[Object pointing dataset rows]

+++

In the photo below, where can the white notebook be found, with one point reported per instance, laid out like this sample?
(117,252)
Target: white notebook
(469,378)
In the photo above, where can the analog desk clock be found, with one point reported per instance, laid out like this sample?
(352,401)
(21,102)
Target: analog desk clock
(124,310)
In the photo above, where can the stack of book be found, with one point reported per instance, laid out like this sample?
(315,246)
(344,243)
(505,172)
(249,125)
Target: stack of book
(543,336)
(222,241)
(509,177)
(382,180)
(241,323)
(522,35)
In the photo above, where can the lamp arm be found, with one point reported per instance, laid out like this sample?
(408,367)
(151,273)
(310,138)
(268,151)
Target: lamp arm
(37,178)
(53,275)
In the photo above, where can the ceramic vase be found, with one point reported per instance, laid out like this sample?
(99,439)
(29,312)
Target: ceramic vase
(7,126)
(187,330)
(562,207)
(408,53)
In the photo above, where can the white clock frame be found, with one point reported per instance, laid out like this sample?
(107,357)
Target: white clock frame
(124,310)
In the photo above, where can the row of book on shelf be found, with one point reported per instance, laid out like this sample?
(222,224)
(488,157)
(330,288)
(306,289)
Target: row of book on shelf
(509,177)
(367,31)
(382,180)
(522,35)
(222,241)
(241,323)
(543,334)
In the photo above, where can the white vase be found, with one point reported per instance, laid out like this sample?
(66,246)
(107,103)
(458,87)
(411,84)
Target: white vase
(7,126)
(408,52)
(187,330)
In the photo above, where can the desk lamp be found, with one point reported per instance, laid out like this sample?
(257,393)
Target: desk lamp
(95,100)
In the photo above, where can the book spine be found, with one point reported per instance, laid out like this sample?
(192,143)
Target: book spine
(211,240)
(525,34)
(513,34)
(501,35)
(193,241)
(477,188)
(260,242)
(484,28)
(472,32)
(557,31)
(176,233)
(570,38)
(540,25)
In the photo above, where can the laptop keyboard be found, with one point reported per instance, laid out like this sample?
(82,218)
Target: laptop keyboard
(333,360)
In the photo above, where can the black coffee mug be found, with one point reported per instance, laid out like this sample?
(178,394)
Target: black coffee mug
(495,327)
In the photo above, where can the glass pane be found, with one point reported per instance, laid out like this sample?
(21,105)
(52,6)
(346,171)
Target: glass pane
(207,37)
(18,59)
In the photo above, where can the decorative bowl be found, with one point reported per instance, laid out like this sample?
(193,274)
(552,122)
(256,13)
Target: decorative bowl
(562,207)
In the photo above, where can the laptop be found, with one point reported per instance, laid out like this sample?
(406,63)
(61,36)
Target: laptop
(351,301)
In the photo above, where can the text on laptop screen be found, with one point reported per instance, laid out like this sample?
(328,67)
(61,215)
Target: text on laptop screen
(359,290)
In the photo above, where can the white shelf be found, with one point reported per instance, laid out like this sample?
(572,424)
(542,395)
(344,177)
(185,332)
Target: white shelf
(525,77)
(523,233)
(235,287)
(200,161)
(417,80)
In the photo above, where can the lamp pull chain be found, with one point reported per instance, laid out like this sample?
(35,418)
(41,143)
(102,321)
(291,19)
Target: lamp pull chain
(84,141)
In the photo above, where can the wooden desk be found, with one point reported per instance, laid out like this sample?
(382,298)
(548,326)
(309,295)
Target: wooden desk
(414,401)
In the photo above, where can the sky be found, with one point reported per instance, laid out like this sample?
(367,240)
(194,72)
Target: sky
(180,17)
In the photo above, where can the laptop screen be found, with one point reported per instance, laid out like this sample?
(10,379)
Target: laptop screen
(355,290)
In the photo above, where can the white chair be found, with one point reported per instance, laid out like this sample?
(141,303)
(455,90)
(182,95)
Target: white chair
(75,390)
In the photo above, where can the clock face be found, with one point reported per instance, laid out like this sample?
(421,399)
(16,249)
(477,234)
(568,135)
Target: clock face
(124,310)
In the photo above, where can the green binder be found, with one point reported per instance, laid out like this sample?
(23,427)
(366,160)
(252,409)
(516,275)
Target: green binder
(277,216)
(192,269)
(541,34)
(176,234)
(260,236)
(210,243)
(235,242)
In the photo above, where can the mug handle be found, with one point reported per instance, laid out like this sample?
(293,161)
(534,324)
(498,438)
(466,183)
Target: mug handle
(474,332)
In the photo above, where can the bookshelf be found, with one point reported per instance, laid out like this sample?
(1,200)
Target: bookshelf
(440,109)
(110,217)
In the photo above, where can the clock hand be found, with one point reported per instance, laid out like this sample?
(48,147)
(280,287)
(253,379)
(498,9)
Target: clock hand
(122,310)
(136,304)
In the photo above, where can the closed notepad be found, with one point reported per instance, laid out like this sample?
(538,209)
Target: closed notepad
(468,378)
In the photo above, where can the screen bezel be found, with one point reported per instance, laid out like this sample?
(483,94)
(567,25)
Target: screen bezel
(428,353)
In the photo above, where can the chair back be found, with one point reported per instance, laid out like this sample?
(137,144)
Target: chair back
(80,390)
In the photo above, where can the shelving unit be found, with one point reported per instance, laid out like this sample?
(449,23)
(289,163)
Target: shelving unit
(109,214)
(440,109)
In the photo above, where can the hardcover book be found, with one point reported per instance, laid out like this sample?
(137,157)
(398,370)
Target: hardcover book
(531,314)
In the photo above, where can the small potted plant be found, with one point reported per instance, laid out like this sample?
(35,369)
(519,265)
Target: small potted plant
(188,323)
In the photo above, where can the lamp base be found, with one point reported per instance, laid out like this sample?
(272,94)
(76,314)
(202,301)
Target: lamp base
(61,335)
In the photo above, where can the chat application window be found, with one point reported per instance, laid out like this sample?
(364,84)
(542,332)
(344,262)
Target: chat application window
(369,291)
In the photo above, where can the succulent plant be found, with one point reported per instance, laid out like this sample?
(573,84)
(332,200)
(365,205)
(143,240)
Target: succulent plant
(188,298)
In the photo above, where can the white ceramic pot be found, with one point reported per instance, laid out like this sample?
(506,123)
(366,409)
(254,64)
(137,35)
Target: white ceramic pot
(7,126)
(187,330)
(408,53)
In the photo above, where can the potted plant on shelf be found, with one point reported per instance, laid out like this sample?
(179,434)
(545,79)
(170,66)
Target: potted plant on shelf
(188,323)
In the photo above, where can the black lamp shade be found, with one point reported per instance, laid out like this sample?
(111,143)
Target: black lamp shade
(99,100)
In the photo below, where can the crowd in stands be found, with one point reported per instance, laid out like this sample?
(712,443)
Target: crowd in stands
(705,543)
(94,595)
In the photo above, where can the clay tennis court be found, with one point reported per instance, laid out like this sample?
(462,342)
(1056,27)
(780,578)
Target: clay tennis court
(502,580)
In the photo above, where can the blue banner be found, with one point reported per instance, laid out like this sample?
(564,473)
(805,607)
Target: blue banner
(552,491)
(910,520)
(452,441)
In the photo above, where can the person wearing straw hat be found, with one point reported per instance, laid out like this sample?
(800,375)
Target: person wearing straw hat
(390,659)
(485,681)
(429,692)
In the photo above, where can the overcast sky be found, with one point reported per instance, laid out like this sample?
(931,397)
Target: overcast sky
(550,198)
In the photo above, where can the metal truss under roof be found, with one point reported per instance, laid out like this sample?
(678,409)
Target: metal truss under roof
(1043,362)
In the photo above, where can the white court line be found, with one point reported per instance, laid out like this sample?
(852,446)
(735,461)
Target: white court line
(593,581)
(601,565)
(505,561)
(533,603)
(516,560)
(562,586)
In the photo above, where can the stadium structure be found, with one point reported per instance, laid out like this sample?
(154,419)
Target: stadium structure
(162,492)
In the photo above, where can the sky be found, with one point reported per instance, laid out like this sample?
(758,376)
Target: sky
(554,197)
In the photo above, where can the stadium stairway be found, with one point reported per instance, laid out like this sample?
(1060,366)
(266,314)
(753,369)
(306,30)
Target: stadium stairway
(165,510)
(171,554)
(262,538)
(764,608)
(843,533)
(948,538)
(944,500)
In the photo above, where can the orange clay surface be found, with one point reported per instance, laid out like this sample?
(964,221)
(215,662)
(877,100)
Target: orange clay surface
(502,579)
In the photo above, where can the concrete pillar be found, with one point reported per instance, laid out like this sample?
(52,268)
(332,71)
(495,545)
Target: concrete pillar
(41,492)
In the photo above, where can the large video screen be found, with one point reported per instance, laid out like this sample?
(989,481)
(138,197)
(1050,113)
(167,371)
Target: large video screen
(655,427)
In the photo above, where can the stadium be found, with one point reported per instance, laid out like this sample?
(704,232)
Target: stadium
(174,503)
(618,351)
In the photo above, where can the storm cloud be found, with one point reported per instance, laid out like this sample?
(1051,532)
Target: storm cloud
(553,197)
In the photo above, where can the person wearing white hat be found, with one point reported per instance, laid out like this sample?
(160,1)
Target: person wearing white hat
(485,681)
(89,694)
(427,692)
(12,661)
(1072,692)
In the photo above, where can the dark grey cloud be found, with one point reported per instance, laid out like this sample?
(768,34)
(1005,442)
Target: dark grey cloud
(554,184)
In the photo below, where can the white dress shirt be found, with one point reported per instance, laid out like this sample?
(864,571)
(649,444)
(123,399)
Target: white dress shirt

+++

-- Instructions for the task --
Only the lines from the one containing "In the photo above, where can the stadium structure" through the end of the material should be reproduced, exactly, with both ends included.

-- Response to this task --
In the photo above, where can the stadium structure be found, with one point reported per instance, laid out like this sample?
(154,419)
Target: stadium structure
(162,492)
In the photo above, where can the sky be found, with one point reported per instance, laid out like this sample?
(758,376)
Target: sky
(554,197)
In the photo above, where can the stadium stairway be found, with one point reported per instance, laid out like this sample?
(1060,366)
(266,314)
(753,369)
(306,30)
Target: stadium stairway
(165,510)
(171,554)
(262,538)
(764,608)
(843,533)
(948,538)
(944,500)
In the photo above, where can the orange clay surface be found, with one point reported per instance, laid out like this sample?
(964,221)
(215,662)
(877,100)
Target: orange clay surface
(502,579)
In the photo above, where can the concrete pillar be found, with one point reported per instance, laid out like this sample?
(52,268)
(332,71)
(495,545)
Target: concrete pillar
(41,492)
In the photo above, where can the large video screen be found, with one point reported per instance, laid out like this sample?
(989,481)
(138,197)
(1050,113)
(167,371)
Target: large video screen
(655,427)
In the photo above, where can the stadium be found, with one point reported per instance, laid out like this sample?
(704,232)
Target: stadium
(174,503)
(618,351)
In the photo above, where can the storm cloud be found, with one point reported per instance, laid out like this sample?
(1051,532)
Target: storm cloud
(553,197)
In the photo above, where can the person wearing white hat be found, with one point reported per instance, laid out like this sample?
(160,1)
Target: person wearing white hat
(485,681)
(89,694)
(427,692)
(12,661)
(1072,692)
In the photo above, where can the dark grey cloud be found, with one point reported per instance, laid out like this sample?
(768,34)
(1005,442)
Target: dark grey cloud
(554,184)
In the photo below, where can the white dress shirt be found, with one point reported per instance, laid out like this sample?
(864,571)
(649,444)
(123,399)
Target: white dress shirt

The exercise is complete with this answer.